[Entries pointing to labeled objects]

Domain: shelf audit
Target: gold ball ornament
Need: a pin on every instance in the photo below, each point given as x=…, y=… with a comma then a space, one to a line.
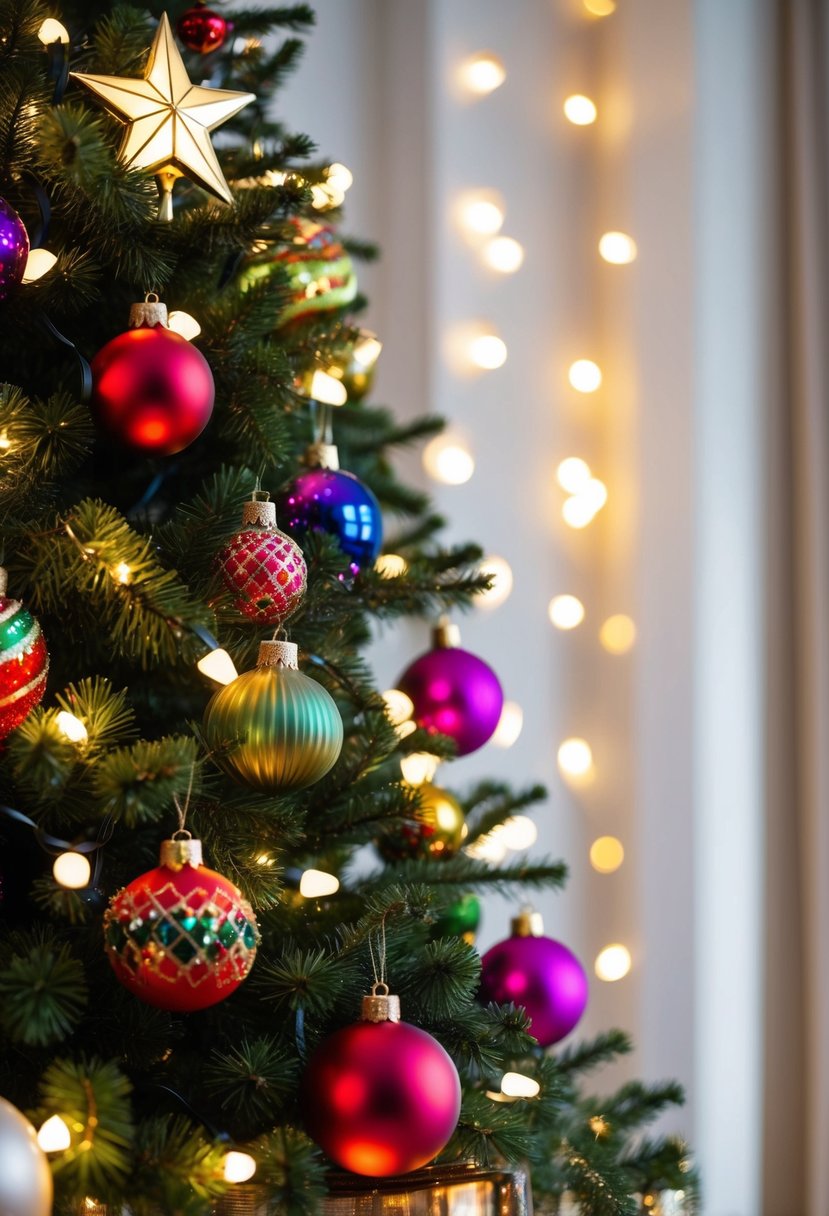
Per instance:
x=26, y=1181
x=439, y=828
x=274, y=728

**Task to complete:** Print all of the data above verbatim, omitting the pictures.

**Solution for this problem:**
Domain: shelf audit
Target: gold ball ornament
Need: a pin on every instance in the photo below, each point given as x=…, y=… with a comma then a space, one to a line.
Per instance:
x=26, y=1181
x=439, y=828
x=274, y=728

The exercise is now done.